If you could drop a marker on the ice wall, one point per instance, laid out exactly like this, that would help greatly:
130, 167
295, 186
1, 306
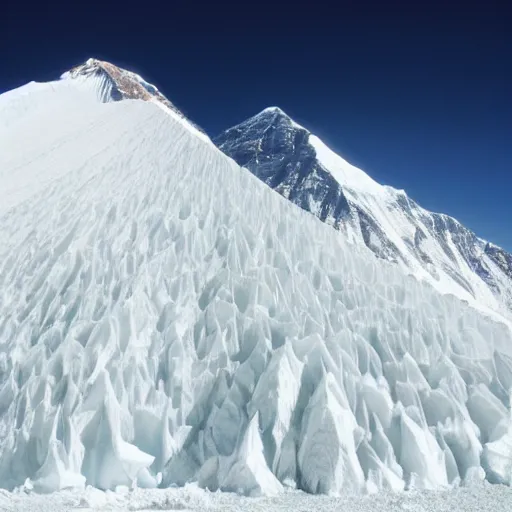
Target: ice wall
165, 317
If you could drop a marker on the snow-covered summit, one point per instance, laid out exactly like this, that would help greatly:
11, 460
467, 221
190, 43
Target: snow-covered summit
167, 318
117, 83
433, 247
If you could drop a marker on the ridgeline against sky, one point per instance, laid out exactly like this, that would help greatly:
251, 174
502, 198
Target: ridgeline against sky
416, 95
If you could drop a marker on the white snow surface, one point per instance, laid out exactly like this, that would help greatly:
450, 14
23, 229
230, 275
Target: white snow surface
481, 498
380, 202
166, 318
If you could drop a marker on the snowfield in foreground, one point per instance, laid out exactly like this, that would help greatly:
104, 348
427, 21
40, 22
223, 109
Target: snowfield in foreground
167, 318
487, 498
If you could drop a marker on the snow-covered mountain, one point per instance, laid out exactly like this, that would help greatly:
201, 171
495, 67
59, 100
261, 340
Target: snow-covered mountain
165, 317
431, 246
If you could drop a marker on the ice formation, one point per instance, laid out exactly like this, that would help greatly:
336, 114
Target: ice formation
433, 247
167, 318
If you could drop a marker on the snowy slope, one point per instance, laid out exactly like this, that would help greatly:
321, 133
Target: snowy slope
167, 318
433, 247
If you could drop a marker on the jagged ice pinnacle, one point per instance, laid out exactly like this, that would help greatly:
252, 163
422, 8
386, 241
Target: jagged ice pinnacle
166, 318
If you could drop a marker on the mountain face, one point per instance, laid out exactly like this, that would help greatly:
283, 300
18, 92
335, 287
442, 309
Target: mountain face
166, 317
431, 246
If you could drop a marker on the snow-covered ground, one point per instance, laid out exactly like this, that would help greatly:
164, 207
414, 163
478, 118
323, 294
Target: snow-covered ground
166, 318
485, 498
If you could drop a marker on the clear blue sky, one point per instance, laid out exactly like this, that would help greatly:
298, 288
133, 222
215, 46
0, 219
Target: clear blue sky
417, 94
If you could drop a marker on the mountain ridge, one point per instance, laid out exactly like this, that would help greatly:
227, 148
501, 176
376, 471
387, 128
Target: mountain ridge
294, 162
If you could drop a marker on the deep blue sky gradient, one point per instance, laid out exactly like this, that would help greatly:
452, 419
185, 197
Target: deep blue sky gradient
417, 94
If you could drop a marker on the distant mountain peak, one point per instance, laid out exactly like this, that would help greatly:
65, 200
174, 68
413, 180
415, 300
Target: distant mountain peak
434, 247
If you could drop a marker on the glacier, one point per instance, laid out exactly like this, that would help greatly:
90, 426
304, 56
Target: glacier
167, 318
434, 247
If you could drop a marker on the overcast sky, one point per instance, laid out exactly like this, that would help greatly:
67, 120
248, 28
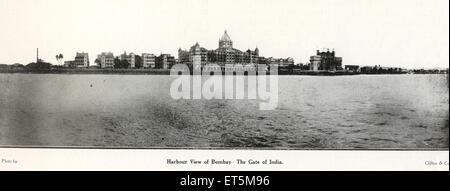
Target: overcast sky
403, 33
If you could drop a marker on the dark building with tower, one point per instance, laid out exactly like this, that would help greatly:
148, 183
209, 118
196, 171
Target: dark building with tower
325, 60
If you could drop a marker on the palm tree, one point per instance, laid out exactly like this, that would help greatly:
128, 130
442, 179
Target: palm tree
59, 58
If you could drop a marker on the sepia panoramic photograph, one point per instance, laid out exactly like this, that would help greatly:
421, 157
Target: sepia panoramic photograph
204, 74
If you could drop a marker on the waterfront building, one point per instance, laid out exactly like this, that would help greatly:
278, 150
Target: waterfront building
69, 63
165, 61
226, 54
353, 68
281, 62
81, 60
187, 56
325, 60
130, 58
105, 60
148, 60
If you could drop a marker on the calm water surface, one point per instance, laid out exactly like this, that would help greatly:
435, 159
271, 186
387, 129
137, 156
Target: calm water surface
379, 111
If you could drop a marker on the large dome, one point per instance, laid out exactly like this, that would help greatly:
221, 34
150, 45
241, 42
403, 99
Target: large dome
225, 37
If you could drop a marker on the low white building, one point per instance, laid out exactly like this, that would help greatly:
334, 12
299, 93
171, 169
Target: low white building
81, 60
106, 60
148, 60
130, 58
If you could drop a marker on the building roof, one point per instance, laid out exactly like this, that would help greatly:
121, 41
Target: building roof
225, 37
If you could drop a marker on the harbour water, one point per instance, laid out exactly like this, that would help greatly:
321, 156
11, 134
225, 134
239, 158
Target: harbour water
314, 112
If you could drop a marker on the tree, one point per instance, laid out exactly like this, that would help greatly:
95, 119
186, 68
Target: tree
138, 61
59, 58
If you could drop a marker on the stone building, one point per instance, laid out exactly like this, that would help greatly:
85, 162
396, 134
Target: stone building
165, 61
148, 60
130, 58
325, 60
105, 60
81, 60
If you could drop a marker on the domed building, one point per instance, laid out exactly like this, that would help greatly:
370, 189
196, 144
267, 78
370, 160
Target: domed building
224, 54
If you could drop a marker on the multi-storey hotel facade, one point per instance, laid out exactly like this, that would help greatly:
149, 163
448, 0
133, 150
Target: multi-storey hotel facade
226, 54
148, 60
130, 58
325, 60
105, 60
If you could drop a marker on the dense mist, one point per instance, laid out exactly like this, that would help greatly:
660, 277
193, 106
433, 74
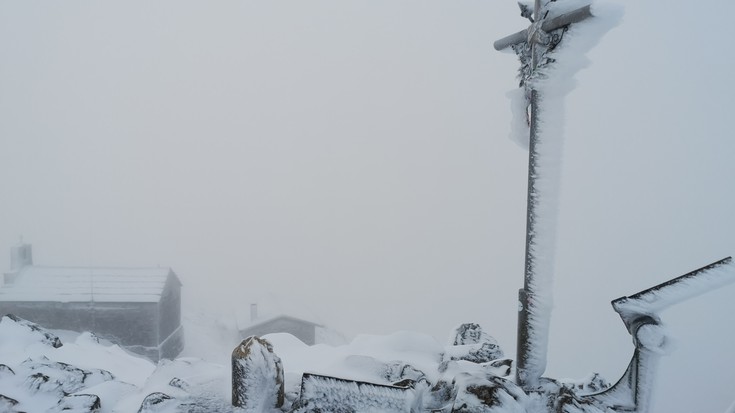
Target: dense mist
351, 160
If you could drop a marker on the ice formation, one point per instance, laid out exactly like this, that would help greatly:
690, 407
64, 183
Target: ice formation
549, 82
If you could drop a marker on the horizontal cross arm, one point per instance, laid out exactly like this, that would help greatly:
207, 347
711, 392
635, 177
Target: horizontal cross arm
557, 22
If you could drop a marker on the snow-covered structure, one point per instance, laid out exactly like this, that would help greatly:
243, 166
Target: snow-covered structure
274, 322
304, 330
138, 308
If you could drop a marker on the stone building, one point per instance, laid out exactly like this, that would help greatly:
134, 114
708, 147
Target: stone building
137, 308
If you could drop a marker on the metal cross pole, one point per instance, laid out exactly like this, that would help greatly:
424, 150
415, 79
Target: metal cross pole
536, 41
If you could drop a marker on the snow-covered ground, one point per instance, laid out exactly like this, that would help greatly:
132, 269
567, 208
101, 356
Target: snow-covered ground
54, 371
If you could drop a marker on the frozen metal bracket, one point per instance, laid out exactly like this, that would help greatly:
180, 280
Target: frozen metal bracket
639, 313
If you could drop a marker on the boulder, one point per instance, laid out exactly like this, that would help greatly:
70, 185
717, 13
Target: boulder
257, 376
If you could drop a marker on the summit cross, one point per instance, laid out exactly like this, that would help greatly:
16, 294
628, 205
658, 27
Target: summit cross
531, 45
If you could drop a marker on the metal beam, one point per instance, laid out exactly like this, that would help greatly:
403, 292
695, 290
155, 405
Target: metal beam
557, 22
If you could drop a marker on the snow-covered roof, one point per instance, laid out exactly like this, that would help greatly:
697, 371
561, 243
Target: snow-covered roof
79, 284
263, 321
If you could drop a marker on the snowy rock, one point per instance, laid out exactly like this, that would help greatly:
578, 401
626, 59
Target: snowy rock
7, 404
6, 371
34, 329
51, 376
159, 403
469, 333
77, 403
331, 394
257, 376
488, 396
470, 343
593, 384
179, 383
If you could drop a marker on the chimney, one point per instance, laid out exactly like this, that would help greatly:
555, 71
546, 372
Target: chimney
21, 256
253, 312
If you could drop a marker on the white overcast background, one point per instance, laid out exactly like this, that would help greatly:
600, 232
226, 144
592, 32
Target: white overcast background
353, 157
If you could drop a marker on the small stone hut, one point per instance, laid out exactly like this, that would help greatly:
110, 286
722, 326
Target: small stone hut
137, 308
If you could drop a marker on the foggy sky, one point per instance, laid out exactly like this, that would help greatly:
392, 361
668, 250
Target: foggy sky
353, 157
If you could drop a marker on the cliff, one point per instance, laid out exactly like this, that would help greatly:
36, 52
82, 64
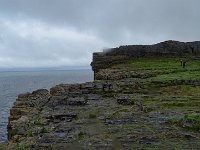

※ ※ ※

Written problem
Identify every line of the entries that contains the word "gradient" and copy each one.

The response
If you could drop a marker on the deep blue sky gradient, one point per instance, laid out exactly like this, that would help greatly:
Target: deep blue sky gradient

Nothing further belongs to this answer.